* _Task_
Reproduce the material below verbatim, line for line, and omit the pictures from your output.
-- begin Entries shown --
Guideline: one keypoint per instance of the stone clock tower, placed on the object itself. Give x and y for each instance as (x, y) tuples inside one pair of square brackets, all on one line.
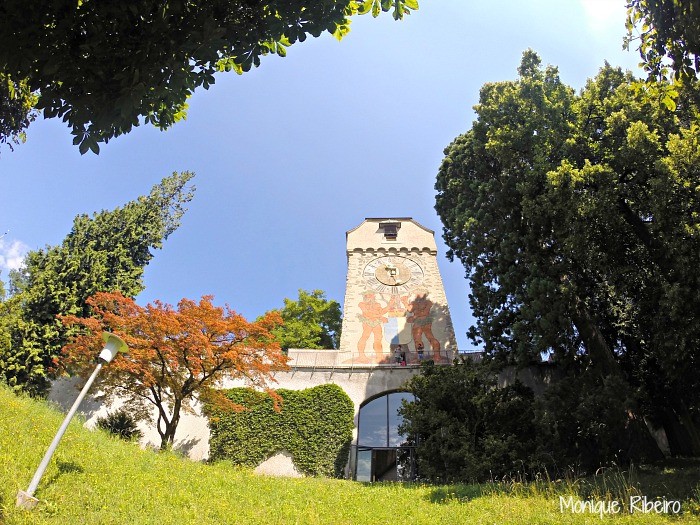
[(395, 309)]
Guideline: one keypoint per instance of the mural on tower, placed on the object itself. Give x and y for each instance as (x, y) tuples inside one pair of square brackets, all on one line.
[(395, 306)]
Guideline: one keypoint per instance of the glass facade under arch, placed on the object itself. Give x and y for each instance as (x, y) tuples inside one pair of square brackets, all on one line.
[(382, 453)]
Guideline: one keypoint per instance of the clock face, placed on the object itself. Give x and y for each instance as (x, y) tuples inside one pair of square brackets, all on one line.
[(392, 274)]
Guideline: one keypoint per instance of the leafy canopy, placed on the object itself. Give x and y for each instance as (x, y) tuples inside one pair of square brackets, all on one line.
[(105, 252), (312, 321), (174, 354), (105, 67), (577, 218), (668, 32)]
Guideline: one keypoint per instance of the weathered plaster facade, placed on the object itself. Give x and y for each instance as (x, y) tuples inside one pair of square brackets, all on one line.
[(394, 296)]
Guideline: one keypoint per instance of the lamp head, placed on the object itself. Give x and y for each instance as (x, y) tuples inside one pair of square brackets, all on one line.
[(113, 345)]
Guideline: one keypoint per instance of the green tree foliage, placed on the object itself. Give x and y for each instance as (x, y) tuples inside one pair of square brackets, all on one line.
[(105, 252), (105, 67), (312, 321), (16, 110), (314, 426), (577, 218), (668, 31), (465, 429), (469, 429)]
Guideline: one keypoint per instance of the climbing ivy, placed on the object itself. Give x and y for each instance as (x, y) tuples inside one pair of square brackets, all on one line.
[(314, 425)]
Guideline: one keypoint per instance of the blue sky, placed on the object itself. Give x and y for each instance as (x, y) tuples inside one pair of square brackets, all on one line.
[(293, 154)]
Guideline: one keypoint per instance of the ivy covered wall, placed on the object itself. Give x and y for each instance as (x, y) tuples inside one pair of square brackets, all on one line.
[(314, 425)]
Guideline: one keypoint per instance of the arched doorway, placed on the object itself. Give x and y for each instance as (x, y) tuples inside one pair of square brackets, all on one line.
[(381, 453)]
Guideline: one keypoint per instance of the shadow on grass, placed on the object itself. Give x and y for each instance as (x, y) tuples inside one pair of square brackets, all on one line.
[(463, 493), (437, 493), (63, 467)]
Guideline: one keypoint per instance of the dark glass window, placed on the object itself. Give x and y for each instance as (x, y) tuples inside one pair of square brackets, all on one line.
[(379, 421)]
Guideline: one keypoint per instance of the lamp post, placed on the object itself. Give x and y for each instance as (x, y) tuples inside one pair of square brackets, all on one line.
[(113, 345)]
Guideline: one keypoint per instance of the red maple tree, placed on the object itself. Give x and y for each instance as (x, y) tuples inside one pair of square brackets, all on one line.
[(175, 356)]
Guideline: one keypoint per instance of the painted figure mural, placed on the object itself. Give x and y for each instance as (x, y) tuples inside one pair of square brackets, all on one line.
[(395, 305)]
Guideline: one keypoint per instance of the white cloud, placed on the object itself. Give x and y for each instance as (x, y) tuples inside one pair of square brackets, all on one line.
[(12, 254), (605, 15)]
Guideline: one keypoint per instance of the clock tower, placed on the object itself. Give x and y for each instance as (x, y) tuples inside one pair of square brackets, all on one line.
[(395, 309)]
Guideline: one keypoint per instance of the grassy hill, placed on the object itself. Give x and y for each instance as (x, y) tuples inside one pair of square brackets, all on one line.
-- end Entries shown --
* _Final answer_
Guideline: one keypoint per instance of the stone clock tower, placed on the object itself. Give x and y for each instance as (x, y) tuples inside one pair of square brackets, all on one line.
[(395, 309)]
Guideline: one keypoint per instance of the mural on tower, placed on the object itself. Give x and y for each instance as (x, y) tuples inside one pair of square brackets, all on one line.
[(395, 306)]
Guideline: one keypoint per instance of the glass facade under arch, placed on the object itself. Give x and y for each instance as (x, y) tuples inside one pair of square brackets, all on one line.
[(382, 453)]
Guideline: one keypoint per instance of the clock face, placed on the object itself. Give x and y for each instance as (x, y) tuples inside one pair of square brackets, all on one line.
[(392, 274)]
Guideline: one keypoint per instance of the leafy canopy, placed on the object itself. Give x and y for each instance as (x, y) tuples inside one pair of square brackets, all on one line.
[(105, 252), (312, 321), (174, 354), (105, 67), (577, 218), (668, 32)]
Guideline: one keypoint per instance of the weathered plaster facade, placed on the object itself. Give x and y for each instance as (x, y) tuples inside one pair of square brackets, all on one line.
[(394, 296)]
Guideline: one keypoint per instance of the lamp head, placed on the object itself. Give x and y for each instance as (x, y) tuples inside one pair of square brackets, all on one line.
[(113, 345)]
Guideline: one keypoint per instance of the green tree foliage, placed on the object itself. Give x and y for each instance as (x, y) tuples inside one pair of square brackets, all on one line.
[(105, 252), (105, 67), (312, 321), (16, 110), (314, 426), (577, 218), (668, 31), (465, 429), (469, 429)]
Guideline: one keypoint per instance of the climbing ivy, placed on the object itself. Give x and y for each instance as (x, y) tuples inside one pair of square brackets, all on one line.
[(314, 425)]
Guideline: one keypoint per instance of the blue sky, placed on the object itself. Give x and y for each instance as (x, y) tuples inside one pair of square brackets, all on one line.
[(293, 154)]
Guideline: one keypoint per instance of the ivy covered wall, placed on the object itself. Give x and y for each instance as (x, y) tuples inside one pair of square brackets, all on one line.
[(314, 425)]
Guideline: one keypoint per instance of the arched doorway, placed on the object itself. Give x and y for each instance as (x, y) tuples inside one pair of square brackets, all on one line.
[(381, 453)]
Guideline: one keypoint per instance of the shadow on grass, placed on the object itself. Give x and y for each instance as (x, y) tuples inside one pair of square brackets, all on one line.
[(463, 493), (437, 493), (63, 467)]
Guideline: one keypoint per instance of the dark glass window, placed on the object itself. Give x and y for each instance as (x, y) tuples inside one pair of square brackets, all on one line.
[(379, 421)]
Guideline: one keypoint per instance of the lamp post, placed on the object itself. Give x and y for each instance as (x, y) tuples inside one pair of square brackets, all on one line.
[(113, 345)]
Guideline: one keypoint per instance of the red maple tree, placed on the object itself. Give x and y for each instance as (x, y) tuples inside one pair of square brackets, all on one line.
[(175, 356)]
Guideline: one keypoint per instance of the painted figure mural, placed on the object itself. Give x and y for each instance as (x, y) tuples inside one pair of square brackets, all on one line.
[(395, 305)]
Guideline: one keypoint per instance of the white cloud, placed on the object itself. Give x and y for each instance as (x, y) tuples inside one pair of square brackets, all on one line.
[(12, 254), (605, 15)]
Guideline: one keypoint per instance of the clock tower, placed on the object itself. Give x and y for each instance as (x, y) tuples inside one pair of square brackets, all on one line.
[(395, 309)]
Guideline: one keypoint per instance of the grassy hill, placed on the object itself. Give x and y for each instance as (x, y) tuples inside one pair of square brackets, all on one line.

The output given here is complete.